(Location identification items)
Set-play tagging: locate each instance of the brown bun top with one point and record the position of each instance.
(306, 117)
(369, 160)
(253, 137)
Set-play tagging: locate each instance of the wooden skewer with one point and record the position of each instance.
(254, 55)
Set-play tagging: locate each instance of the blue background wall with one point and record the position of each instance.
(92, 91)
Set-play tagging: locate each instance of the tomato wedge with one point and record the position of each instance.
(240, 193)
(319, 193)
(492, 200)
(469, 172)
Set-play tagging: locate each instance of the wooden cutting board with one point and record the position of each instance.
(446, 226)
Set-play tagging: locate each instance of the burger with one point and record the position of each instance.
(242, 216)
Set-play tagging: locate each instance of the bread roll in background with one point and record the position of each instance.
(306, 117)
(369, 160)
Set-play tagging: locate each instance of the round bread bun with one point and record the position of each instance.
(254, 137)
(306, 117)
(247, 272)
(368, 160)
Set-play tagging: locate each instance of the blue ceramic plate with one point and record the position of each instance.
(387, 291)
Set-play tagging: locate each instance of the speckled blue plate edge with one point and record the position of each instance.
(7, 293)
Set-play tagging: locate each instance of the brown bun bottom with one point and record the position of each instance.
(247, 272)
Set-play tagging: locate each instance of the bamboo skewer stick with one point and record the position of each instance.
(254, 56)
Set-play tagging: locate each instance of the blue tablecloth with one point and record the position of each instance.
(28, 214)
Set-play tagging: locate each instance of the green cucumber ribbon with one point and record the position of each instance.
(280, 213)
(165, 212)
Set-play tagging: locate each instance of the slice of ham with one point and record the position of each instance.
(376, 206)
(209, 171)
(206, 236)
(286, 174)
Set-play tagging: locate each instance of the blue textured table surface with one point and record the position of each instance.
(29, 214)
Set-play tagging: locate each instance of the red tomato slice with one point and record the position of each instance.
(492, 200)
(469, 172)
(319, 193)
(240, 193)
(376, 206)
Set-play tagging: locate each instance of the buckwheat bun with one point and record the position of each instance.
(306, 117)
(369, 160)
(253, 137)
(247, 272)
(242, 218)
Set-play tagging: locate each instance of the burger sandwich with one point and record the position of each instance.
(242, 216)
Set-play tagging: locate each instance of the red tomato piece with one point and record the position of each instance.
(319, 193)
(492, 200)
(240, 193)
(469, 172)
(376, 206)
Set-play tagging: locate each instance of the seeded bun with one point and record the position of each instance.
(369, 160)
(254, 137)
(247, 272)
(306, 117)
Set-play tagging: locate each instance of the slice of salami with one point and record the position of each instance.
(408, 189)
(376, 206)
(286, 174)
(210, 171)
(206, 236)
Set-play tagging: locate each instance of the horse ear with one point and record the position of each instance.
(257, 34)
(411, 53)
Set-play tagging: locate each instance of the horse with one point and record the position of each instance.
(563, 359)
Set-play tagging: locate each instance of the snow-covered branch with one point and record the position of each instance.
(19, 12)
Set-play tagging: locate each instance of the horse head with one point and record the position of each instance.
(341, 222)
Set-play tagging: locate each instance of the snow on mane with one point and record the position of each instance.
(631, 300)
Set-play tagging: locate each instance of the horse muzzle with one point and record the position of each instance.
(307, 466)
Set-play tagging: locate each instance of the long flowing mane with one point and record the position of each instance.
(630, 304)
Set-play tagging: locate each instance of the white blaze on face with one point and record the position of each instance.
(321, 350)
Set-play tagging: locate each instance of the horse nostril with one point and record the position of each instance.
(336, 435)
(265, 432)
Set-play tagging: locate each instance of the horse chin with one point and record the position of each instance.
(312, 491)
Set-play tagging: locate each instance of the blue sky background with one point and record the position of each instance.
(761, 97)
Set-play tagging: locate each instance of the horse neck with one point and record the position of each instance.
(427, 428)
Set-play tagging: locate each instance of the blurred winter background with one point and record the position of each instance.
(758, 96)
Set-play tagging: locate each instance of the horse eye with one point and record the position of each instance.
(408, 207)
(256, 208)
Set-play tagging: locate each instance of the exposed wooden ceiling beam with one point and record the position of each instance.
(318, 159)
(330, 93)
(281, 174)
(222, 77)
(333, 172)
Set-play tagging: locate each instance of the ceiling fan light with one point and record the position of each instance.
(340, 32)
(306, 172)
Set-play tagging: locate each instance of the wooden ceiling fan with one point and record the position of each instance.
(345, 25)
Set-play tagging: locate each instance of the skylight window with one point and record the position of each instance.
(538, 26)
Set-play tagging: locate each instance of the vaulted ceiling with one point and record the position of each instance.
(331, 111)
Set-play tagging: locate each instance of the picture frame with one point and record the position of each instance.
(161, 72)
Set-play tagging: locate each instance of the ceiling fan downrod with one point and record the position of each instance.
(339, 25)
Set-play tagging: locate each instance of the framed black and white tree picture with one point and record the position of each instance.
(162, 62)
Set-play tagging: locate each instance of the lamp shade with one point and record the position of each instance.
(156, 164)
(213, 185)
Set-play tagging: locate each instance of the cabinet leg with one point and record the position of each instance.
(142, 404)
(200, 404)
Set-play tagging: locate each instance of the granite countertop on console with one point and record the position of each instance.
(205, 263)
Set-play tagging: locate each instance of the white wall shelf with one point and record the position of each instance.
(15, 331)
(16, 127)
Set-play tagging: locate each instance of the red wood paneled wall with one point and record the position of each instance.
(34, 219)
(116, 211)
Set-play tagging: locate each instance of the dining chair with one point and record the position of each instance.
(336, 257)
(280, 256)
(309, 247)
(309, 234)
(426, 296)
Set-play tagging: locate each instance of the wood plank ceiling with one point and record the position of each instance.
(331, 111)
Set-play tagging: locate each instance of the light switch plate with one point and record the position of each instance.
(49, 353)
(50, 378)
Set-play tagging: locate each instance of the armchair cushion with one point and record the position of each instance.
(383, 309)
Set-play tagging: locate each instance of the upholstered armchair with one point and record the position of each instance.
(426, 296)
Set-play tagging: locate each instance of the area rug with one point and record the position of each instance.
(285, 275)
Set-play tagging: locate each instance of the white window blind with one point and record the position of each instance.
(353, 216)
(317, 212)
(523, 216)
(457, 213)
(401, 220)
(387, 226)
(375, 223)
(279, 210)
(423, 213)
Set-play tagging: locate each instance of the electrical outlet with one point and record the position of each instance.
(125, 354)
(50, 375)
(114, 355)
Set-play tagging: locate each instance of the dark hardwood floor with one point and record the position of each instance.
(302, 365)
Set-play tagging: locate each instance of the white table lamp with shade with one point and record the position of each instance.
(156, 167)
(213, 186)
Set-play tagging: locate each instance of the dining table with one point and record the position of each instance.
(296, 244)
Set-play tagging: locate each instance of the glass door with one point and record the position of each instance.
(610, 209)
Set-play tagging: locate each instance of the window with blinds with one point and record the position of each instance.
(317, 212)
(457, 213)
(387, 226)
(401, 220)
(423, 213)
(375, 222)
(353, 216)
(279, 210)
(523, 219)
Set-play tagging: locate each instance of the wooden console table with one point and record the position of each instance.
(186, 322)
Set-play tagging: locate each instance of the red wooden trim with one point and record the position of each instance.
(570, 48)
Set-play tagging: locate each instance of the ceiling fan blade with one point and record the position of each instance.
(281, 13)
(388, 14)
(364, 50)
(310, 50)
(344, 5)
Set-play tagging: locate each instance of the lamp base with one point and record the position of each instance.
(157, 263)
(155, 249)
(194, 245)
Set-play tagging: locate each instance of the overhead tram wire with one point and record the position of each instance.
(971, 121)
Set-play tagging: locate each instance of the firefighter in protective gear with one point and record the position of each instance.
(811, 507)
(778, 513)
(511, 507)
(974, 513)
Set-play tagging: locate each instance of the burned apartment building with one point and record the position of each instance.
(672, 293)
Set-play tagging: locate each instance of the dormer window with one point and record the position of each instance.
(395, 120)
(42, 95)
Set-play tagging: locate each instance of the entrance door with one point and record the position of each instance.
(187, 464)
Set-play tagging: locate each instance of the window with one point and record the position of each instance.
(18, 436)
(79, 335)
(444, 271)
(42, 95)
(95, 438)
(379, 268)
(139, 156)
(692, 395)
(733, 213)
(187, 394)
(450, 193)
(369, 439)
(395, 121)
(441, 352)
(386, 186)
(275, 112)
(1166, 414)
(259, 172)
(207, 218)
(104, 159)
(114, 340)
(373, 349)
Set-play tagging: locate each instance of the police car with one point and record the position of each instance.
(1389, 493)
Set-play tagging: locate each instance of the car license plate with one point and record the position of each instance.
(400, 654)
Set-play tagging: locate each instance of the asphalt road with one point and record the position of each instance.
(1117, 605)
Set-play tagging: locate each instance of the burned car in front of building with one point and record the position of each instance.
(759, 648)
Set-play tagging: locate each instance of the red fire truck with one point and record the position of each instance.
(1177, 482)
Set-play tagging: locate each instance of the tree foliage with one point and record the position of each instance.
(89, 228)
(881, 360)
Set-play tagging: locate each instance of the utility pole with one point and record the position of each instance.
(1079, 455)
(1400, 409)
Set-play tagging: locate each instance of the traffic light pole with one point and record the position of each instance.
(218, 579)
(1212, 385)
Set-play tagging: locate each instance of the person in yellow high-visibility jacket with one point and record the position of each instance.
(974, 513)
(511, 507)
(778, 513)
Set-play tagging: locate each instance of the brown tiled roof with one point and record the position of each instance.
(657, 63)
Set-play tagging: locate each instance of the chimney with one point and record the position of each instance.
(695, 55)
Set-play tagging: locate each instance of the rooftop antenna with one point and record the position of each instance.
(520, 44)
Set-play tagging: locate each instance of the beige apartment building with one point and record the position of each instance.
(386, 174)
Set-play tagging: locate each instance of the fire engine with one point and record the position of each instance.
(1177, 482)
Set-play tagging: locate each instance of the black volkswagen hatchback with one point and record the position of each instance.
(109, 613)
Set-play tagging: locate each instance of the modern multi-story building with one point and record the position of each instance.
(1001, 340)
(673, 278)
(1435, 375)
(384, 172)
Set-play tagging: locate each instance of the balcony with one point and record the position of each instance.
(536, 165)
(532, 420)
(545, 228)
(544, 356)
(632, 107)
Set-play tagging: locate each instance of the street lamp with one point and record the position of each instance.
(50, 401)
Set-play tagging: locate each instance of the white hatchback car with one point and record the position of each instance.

WHAT THIS TASK INVOLVES
Starting at the line that contains "Set-play tagging: locate each instance of the street" and continuing through the end of the material, recast those lines as a JSON list of strings, one string per line, with blank lines left out.

EXERCISE RESPONSE
[
  "Set-play tagging: locate each instance of the street lamp with one point and record the position of each instance.",
  "(50, 401)",
  "Set-play tagging: locate each instance of the white hatchback car with one point and record the position of each instance."
]